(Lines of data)
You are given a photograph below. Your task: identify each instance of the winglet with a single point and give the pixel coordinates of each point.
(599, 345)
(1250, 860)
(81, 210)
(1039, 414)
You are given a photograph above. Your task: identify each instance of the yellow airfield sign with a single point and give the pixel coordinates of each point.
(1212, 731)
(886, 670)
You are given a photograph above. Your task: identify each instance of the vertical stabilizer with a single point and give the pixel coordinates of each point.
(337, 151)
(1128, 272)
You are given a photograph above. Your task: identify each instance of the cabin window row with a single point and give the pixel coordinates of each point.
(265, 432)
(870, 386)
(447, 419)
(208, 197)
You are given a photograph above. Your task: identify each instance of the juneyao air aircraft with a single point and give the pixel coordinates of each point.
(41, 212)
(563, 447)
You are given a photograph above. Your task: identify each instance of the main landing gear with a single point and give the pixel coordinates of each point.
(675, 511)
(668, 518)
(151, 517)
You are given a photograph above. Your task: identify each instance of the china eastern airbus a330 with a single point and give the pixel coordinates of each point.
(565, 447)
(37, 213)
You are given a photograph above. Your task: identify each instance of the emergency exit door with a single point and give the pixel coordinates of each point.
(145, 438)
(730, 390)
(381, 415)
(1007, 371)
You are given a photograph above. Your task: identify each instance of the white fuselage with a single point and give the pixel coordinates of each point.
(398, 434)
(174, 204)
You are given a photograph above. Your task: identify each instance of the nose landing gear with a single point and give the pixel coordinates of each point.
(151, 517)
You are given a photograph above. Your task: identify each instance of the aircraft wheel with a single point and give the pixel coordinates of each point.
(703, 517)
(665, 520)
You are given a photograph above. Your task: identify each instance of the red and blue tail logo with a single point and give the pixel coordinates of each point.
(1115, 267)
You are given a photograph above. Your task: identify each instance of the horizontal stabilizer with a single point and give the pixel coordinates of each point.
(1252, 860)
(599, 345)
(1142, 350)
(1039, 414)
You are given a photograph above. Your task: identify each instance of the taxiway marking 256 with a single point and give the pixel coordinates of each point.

Direction
Take the entries above and transcribe them in full.

Task response
You are given a photograph below. Your task: identify each instance of the winglet with a single point and give the pixel coordinates of each point.
(599, 345)
(1250, 860)
(81, 210)
(1039, 414)
You are given a photograph above. Your task: identify each instance of the yellow airfield sign with a single point and give the pixel coordinates of each point.
(1212, 731)
(886, 670)
You are given a photograph above. Your task: identify each instance of the vertical stabilizer with a single point and give the pixel coordinates of each point.
(337, 151)
(1128, 272)
You are given a photograph above. Your task: identify each instance of the cabin window row with a single point and give the pixel coordinates of each point.
(265, 432)
(870, 386)
(447, 419)
(208, 197)
You are given a photograph above. Your task: identify each instance of the juneyao air aircraft with a single point and give the pixel coordinates of each point.
(41, 212)
(563, 447)
You are given a photograph above. Your task: identify each instance of the main landing gear with a single point and give the pixel coordinates of each point.
(675, 511)
(668, 518)
(151, 517)
You are given a photograph above. Your task: identify each instance of the china eastern airbus a330 with a single point and give the pixel coordinates of each point.
(565, 447)
(37, 213)
You are given a photograph above. Your task: identify each instance of the emergency exit door with a single point and give the pixel coordinates of each point.
(145, 438)
(730, 390)
(381, 415)
(1007, 371)
You are given a photograph above. Your task: identify each instance of the white fuselage with a single point and give the pixel coordinates of each point.
(398, 434)
(174, 204)
You are given a photograph above. Your task: identify each instance of the nose landing gear with a single point and give the pixel coordinates of each point.
(151, 517)
You are given a photograph above. Your task: identify each instance of the aircraft wheel with a single point and give the pixel coordinates of each point.
(703, 517)
(665, 520)
You are given a photograph above. Your task: identify each instance of the red and blue tail logo with a single point and give the pixel coordinates of each point.
(1115, 267)
You are given a photograph above. Your task: identify each instance of the horizontal stabilizer with a single point and give the pixel coordinates of each point.
(1252, 860)
(599, 345)
(1142, 350)
(1039, 414)
You are given a photograph above. Your task: identify each instance of the taxiway marking 256 with a single point and give the pixel coordinates of each point.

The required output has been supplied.